TEXT PROVIDED>
EvolProver: Advancing Automated Theorem Proving by Evolving Formalized Problems via Symmetry and Difficulty

TL;DR

The paper tackles the brittleness of LLMs in formal theorem proving by introducing a symmetry- and difficulty-aware data augmentation pipeline. It combines EvolDomain (domain translation), EvolDifficulty (difficulty shaping), and EvolAST (AST-based syntactic diversification) to generate diverse, semantically equivalent formal problems, which are used to train EvolProver, a 7B non-reasoning prover. EvolProver sets new state-of-the-art results on FormalMATH-Lite and achieves competitive performance on MiniF2F, Ineq-Comp, and related benchmarks, with ablations confirming the value of each augmentation component. The work demonstrates that carefully designed data generation and verification can significantly boost generalization and robustness in formal reasoning models, even at modest model scales.

RECORDS>
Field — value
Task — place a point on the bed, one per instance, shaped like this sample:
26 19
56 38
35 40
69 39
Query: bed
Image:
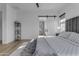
66 44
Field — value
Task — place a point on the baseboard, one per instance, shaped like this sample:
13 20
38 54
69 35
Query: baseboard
27 39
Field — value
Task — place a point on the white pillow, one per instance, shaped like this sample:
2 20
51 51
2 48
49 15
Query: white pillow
74 37
65 34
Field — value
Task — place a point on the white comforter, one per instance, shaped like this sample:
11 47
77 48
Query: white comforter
58 45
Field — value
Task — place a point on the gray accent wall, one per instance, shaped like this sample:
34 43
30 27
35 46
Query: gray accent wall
0 26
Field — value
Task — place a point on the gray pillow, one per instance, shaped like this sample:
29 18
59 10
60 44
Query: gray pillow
29 49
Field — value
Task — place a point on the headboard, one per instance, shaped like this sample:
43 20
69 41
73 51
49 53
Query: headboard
72 25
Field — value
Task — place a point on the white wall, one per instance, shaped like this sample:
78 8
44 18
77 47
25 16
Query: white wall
52 26
71 10
9 16
30 23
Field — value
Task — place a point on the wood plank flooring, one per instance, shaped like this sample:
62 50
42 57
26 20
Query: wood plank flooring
7 49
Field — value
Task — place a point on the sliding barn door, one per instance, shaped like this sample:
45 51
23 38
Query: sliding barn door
72 25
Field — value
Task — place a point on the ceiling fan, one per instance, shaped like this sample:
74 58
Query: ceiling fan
37 4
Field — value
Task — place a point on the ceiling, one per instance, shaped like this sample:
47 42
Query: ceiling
42 6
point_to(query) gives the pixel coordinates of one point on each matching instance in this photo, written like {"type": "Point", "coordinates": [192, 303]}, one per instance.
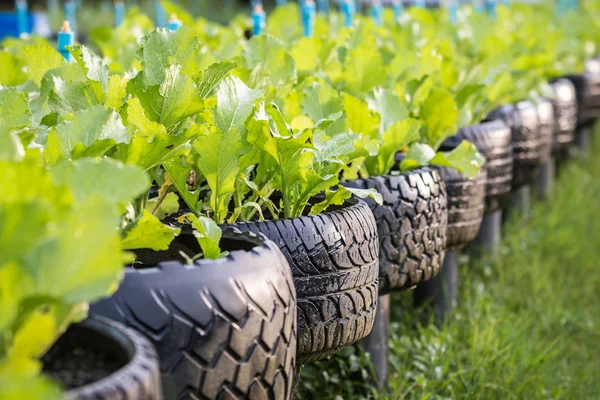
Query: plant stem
{"type": "Point", "coordinates": [140, 203]}
{"type": "Point", "coordinates": [237, 195]}
{"type": "Point", "coordinates": [161, 197]}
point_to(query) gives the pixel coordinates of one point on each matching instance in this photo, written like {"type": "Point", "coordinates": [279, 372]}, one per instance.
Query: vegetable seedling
{"type": "Point", "coordinates": [65, 38]}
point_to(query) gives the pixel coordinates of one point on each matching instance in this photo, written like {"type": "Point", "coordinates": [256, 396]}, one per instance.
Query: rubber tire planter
{"type": "Point", "coordinates": [522, 119]}
{"type": "Point", "coordinates": [546, 118]}
{"type": "Point", "coordinates": [493, 140]}
{"type": "Point", "coordinates": [334, 260]}
{"type": "Point", "coordinates": [565, 113]}
{"type": "Point", "coordinates": [466, 204]}
{"type": "Point", "coordinates": [587, 87]}
{"type": "Point", "coordinates": [138, 379]}
{"type": "Point", "coordinates": [412, 225]}
{"type": "Point", "coordinates": [223, 327]}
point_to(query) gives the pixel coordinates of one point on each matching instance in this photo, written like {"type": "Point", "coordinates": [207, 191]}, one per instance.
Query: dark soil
{"type": "Point", "coordinates": [74, 363]}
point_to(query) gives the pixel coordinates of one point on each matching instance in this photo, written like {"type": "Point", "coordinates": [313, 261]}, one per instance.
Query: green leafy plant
{"type": "Point", "coordinates": [60, 250]}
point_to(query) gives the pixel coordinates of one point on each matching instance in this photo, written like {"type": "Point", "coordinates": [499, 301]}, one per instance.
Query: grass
{"type": "Point", "coordinates": [527, 324]}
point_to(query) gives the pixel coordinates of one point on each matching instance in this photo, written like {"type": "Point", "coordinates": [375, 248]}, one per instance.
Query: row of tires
{"type": "Point", "coordinates": [293, 291]}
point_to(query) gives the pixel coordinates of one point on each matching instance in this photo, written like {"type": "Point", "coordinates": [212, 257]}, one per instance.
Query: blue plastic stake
{"type": "Point", "coordinates": [174, 23]}
{"type": "Point", "coordinates": [259, 20]}
{"type": "Point", "coordinates": [71, 15]}
{"type": "Point", "coordinates": [309, 13]}
{"type": "Point", "coordinates": [377, 12]}
{"type": "Point", "coordinates": [348, 9]}
{"type": "Point", "coordinates": [66, 37]}
{"type": "Point", "coordinates": [491, 6]}
{"type": "Point", "coordinates": [52, 5]}
{"type": "Point", "coordinates": [323, 6]}
{"type": "Point", "coordinates": [161, 16]}
{"type": "Point", "coordinates": [453, 11]}
{"type": "Point", "coordinates": [119, 12]}
{"type": "Point", "coordinates": [22, 14]}
{"type": "Point", "coordinates": [479, 6]}
{"type": "Point", "coordinates": [398, 8]}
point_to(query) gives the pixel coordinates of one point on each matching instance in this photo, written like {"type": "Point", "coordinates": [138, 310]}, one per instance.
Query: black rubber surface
{"type": "Point", "coordinates": [466, 204]}
{"type": "Point", "coordinates": [546, 120]}
{"type": "Point", "coordinates": [587, 87]}
{"type": "Point", "coordinates": [565, 113]}
{"type": "Point", "coordinates": [334, 260]}
{"type": "Point", "coordinates": [493, 140]}
{"type": "Point", "coordinates": [412, 225]}
{"type": "Point", "coordinates": [223, 328]}
{"type": "Point", "coordinates": [522, 120]}
{"type": "Point", "coordinates": [139, 379]}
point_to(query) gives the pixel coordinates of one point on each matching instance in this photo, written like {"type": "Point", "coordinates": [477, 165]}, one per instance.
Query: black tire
{"type": "Point", "coordinates": [522, 119]}
{"type": "Point", "coordinates": [139, 379]}
{"type": "Point", "coordinates": [565, 113]}
{"type": "Point", "coordinates": [412, 225]}
{"type": "Point", "coordinates": [546, 119]}
{"type": "Point", "coordinates": [493, 140]}
{"type": "Point", "coordinates": [587, 87]}
{"type": "Point", "coordinates": [223, 328]}
{"type": "Point", "coordinates": [466, 204]}
{"type": "Point", "coordinates": [334, 260]}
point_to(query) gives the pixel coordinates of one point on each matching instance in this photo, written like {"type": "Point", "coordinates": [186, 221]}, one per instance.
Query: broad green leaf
{"type": "Point", "coordinates": [81, 260]}
{"type": "Point", "coordinates": [439, 114]}
{"type": "Point", "coordinates": [11, 73]}
{"type": "Point", "coordinates": [116, 92]}
{"type": "Point", "coordinates": [213, 76]}
{"type": "Point", "coordinates": [389, 107]}
{"type": "Point", "coordinates": [320, 101]}
{"type": "Point", "coordinates": [149, 233]}
{"type": "Point", "coordinates": [39, 59]}
{"type": "Point", "coordinates": [418, 155]}
{"type": "Point", "coordinates": [399, 135]}
{"type": "Point", "coordinates": [235, 103]}
{"type": "Point", "coordinates": [94, 67]}
{"type": "Point", "coordinates": [15, 285]}
{"type": "Point", "coordinates": [179, 171]}
{"type": "Point", "coordinates": [108, 179]}
{"type": "Point", "coordinates": [161, 48]}
{"type": "Point", "coordinates": [169, 206]}
{"type": "Point", "coordinates": [151, 144]}
{"type": "Point", "coordinates": [363, 70]}
{"type": "Point", "coordinates": [464, 158]}
{"type": "Point", "coordinates": [219, 152]}
{"type": "Point", "coordinates": [11, 147]}
{"type": "Point", "coordinates": [336, 149]}
{"type": "Point", "coordinates": [175, 99]}
{"type": "Point", "coordinates": [290, 155]}
{"type": "Point", "coordinates": [361, 119]}
{"type": "Point", "coordinates": [317, 56]}
{"type": "Point", "coordinates": [314, 185]}
{"type": "Point", "coordinates": [208, 234]}
{"type": "Point", "coordinates": [273, 66]}
{"type": "Point", "coordinates": [14, 108]}
{"type": "Point", "coordinates": [91, 132]}
{"type": "Point", "coordinates": [30, 342]}
{"type": "Point", "coordinates": [69, 97]}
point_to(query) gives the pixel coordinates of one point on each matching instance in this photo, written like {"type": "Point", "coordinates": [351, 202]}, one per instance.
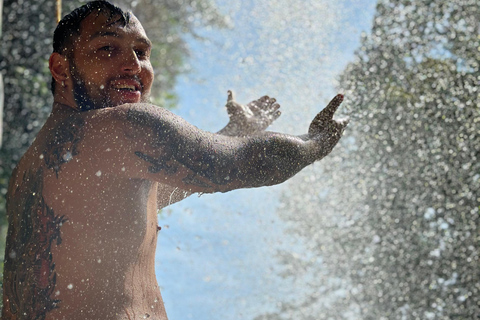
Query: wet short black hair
{"type": "Point", "coordinates": [69, 27]}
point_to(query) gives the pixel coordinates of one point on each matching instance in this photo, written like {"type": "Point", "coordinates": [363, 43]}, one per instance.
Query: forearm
{"type": "Point", "coordinates": [229, 163]}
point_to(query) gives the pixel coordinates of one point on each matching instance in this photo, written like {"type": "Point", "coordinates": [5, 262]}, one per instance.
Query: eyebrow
{"type": "Point", "coordinates": [116, 35]}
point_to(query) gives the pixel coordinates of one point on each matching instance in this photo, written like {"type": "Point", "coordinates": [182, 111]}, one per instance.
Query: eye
{"type": "Point", "coordinates": [107, 48]}
{"type": "Point", "coordinates": [142, 53]}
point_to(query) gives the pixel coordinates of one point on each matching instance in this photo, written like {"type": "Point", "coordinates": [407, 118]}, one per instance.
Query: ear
{"type": "Point", "coordinates": [59, 67]}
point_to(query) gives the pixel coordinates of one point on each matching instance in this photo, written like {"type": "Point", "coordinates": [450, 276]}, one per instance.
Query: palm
{"type": "Point", "coordinates": [326, 131]}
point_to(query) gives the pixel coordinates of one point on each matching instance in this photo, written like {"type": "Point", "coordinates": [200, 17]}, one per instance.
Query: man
{"type": "Point", "coordinates": [82, 202]}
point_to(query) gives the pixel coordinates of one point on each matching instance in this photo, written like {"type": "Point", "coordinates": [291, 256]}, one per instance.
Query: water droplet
{"type": "Point", "coordinates": [67, 156]}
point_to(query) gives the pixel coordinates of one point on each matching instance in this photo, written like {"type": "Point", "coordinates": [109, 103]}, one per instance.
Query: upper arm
{"type": "Point", "coordinates": [148, 142]}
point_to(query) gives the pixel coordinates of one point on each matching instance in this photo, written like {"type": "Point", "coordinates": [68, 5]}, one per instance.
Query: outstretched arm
{"type": "Point", "coordinates": [159, 146]}
{"type": "Point", "coordinates": [245, 120]}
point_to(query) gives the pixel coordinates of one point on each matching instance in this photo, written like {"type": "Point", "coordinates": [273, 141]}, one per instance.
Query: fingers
{"type": "Point", "coordinates": [330, 109]}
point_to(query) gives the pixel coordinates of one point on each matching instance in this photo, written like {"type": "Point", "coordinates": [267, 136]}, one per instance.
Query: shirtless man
{"type": "Point", "coordinates": [82, 202]}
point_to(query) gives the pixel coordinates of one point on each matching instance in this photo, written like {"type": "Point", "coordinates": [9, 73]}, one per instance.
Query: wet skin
{"type": "Point", "coordinates": [83, 200]}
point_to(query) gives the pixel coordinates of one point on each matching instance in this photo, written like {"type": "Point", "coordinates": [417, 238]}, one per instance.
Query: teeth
{"type": "Point", "coordinates": [125, 86]}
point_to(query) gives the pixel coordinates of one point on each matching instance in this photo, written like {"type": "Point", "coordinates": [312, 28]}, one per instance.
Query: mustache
{"type": "Point", "coordinates": [125, 77]}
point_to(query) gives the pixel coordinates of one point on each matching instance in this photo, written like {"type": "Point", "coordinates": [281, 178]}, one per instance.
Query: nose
{"type": "Point", "coordinates": [131, 64]}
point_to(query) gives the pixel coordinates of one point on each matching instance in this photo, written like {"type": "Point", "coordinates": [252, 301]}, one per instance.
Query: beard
{"type": "Point", "coordinates": [83, 97]}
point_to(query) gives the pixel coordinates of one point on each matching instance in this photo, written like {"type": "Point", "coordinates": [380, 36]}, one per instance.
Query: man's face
{"type": "Point", "coordinates": [111, 63]}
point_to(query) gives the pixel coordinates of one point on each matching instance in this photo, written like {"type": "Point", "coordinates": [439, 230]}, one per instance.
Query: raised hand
{"type": "Point", "coordinates": [251, 118]}
{"type": "Point", "coordinates": [326, 131]}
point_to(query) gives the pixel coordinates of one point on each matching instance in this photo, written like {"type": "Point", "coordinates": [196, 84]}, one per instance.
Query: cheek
{"type": "Point", "coordinates": [148, 75]}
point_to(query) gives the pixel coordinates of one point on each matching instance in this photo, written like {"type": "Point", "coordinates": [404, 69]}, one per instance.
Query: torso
{"type": "Point", "coordinates": [81, 242]}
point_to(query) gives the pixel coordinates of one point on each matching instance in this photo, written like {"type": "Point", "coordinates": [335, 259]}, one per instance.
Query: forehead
{"type": "Point", "coordinates": [100, 24]}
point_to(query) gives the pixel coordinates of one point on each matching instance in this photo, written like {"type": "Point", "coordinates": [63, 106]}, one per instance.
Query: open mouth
{"type": "Point", "coordinates": [126, 87]}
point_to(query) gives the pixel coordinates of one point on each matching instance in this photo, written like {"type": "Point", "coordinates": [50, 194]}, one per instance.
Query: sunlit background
{"type": "Point", "coordinates": [386, 227]}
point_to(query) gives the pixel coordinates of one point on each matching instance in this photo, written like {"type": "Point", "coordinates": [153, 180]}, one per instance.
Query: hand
{"type": "Point", "coordinates": [326, 131]}
{"type": "Point", "coordinates": [254, 117]}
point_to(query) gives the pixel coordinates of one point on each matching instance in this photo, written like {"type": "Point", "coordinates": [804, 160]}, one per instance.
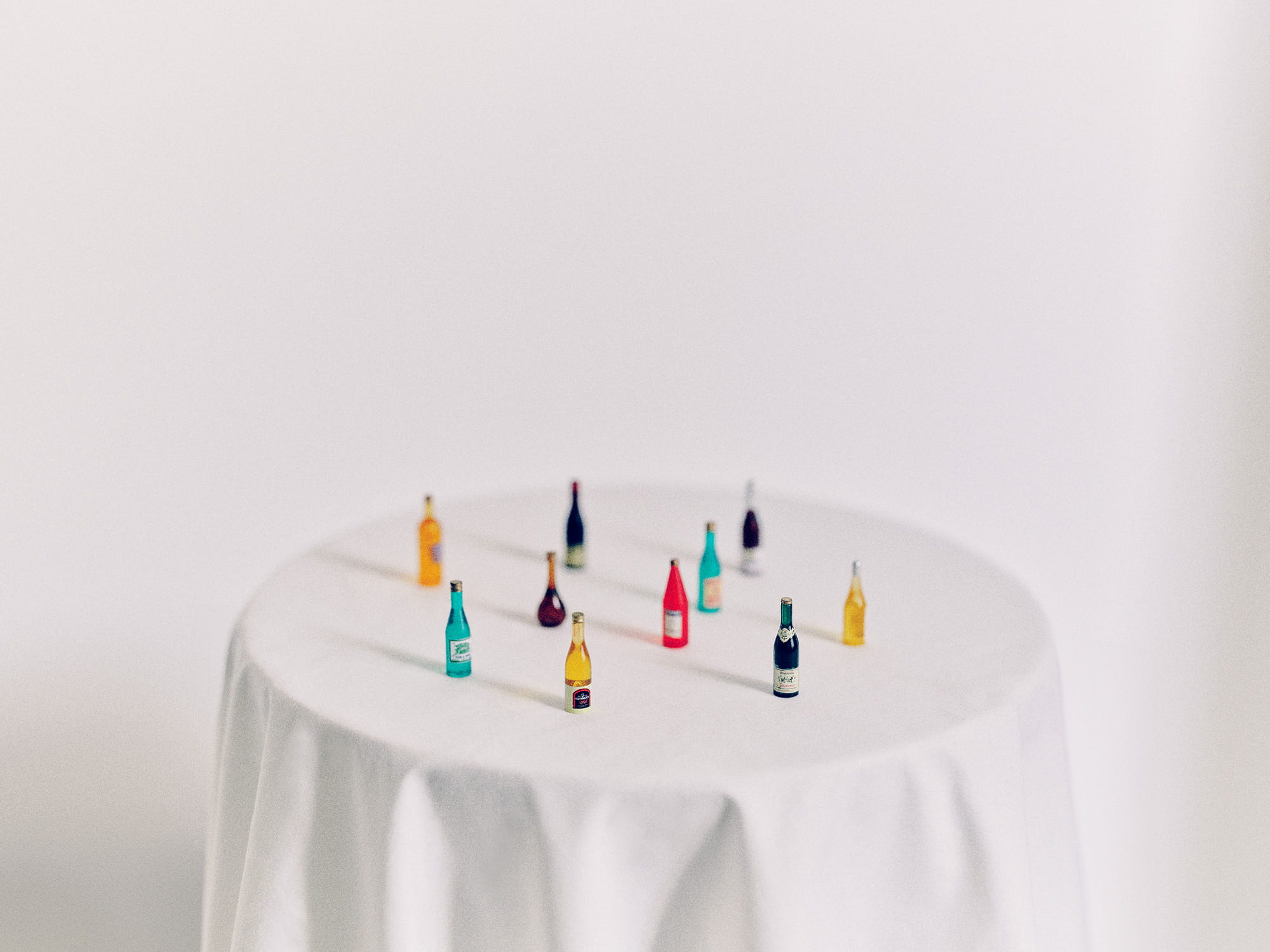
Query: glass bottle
{"type": "Point", "coordinates": [459, 637]}
{"type": "Point", "coordinates": [709, 577]}
{"type": "Point", "coordinates": [430, 546]}
{"type": "Point", "coordinates": [551, 609]}
{"type": "Point", "coordinates": [577, 667]}
{"type": "Point", "coordinates": [575, 536]}
{"type": "Point", "coordinates": [785, 654]}
{"type": "Point", "coordinates": [854, 611]}
{"type": "Point", "coordinates": [675, 610]}
{"type": "Point", "coordinates": [750, 563]}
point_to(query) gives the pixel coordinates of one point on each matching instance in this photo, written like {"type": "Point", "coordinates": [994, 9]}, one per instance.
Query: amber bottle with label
{"type": "Point", "coordinates": [577, 667]}
{"type": "Point", "coordinates": [854, 611]}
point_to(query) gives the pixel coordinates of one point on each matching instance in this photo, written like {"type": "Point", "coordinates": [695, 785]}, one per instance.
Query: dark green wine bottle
{"type": "Point", "coordinates": [785, 654]}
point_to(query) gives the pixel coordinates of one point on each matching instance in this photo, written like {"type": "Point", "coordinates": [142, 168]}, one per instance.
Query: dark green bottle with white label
{"type": "Point", "coordinates": [459, 637]}
{"type": "Point", "coordinates": [785, 654]}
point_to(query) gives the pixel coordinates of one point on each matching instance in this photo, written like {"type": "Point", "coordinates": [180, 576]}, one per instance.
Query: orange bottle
{"type": "Point", "coordinates": [430, 546]}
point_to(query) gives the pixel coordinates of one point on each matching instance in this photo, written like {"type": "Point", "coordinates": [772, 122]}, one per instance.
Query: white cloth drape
{"type": "Point", "coordinates": [914, 798]}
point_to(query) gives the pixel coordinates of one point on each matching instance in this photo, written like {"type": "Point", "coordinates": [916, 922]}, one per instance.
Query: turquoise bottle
{"type": "Point", "coordinates": [711, 577]}
{"type": "Point", "coordinates": [459, 637]}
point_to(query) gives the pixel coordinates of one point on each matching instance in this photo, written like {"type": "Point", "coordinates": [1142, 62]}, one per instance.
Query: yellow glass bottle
{"type": "Point", "coordinates": [854, 611]}
{"type": "Point", "coordinates": [430, 546]}
{"type": "Point", "coordinates": [577, 667]}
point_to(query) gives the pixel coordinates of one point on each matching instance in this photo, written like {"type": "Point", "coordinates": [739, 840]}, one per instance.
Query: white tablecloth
{"type": "Point", "coordinates": [914, 799]}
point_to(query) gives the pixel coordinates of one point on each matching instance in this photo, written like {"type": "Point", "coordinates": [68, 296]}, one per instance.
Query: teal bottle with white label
{"type": "Point", "coordinates": [459, 637]}
{"type": "Point", "coordinates": [709, 577]}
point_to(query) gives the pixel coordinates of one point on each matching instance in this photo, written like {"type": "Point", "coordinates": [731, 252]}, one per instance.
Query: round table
{"type": "Point", "coordinates": [915, 795]}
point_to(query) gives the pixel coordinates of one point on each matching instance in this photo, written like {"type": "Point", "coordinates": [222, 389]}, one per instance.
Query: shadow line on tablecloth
{"type": "Point", "coordinates": [520, 691]}
{"type": "Point", "coordinates": [501, 546]}
{"type": "Point", "coordinates": [664, 550]}
{"type": "Point", "coordinates": [352, 562]}
{"type": "Point", "coordinates": [510, 614]}
{"type": "Point", "coordinates": [627, 631]}
{"type": "Point", "coordinates": [741, 681]}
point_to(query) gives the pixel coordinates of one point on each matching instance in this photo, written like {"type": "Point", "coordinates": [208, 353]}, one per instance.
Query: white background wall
{"type": "Point", "coordinates": [272, 270]}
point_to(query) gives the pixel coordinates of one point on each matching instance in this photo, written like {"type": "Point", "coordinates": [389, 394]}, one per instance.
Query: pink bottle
{"type": "Point", "coordinates": [675, 610]}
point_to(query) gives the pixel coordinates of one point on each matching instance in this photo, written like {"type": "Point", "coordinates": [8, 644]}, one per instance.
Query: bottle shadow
{"type": "Point", "coordinates": [430, 664]}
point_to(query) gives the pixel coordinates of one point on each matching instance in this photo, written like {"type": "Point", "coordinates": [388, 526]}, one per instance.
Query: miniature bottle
{"type": "Point", "coordinates": [577, 668]}
{"type": "Point", "coordinates": [675, 610]}
{"type": "Point", "coordinates": [785, 654]}
{"type": "Point", "coordinates": [854, 611]}
{"type": "Point", "coordinates": [552, 609]}
{"type": "Point", "coordinates": [750, 563]}
{"type": "Point", "coordinates": [430, 546]}
{"type": "Point", "coordinates": [575, 536]}
{"type": "Point", "coordinates": [709, 577]}
{"type": "Point", "coordinates": [459, 637]}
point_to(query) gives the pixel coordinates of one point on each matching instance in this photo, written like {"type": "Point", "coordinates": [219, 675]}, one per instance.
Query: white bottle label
{"type": "Point", "coordinates": [785, 681]}
{"type": "Point", "coordinates": [712, 592]}
{"type": "Point", "coordinates": [674, 625]}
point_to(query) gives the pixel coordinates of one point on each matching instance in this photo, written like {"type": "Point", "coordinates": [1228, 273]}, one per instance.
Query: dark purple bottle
{"type": "Point", "coordinates": [552, 609]}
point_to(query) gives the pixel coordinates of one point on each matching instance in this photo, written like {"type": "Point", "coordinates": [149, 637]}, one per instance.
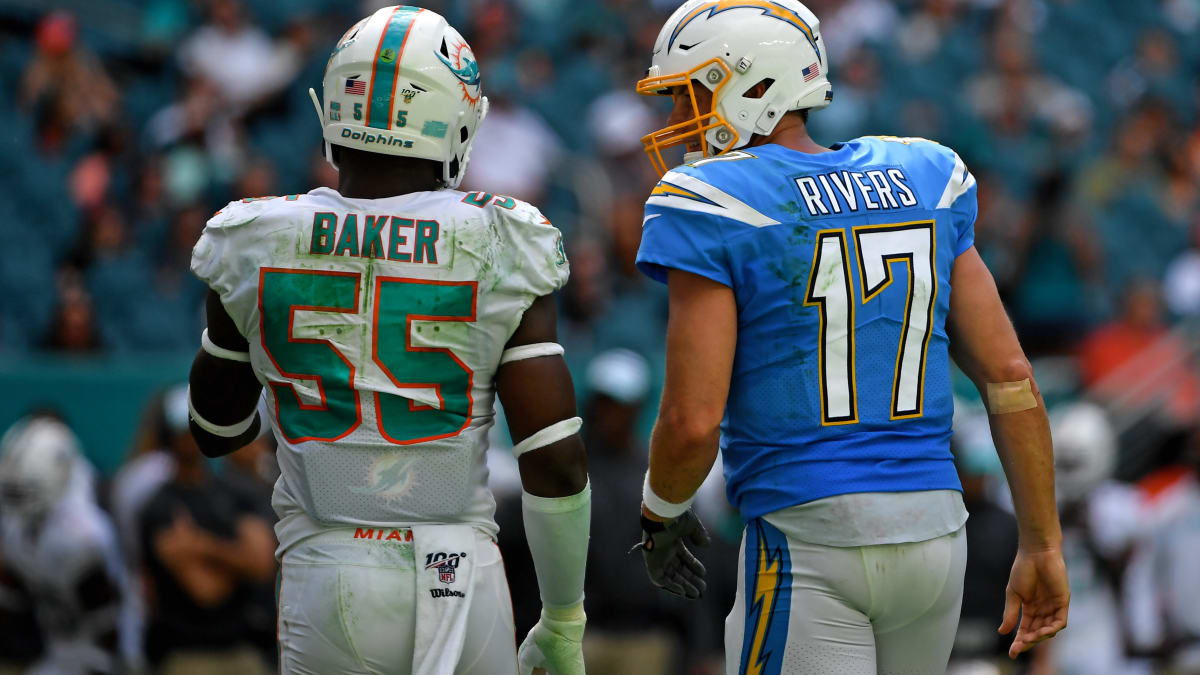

ABOUT THIS TASK>
According to the EvolProver summary, which three components make up the data augmentation pipeline?

TASK SOLUTION>
EvolDomain (domain translation), EvolDifficulty (difficulty shaping), and EvolAST (AST-based syntactic diversification).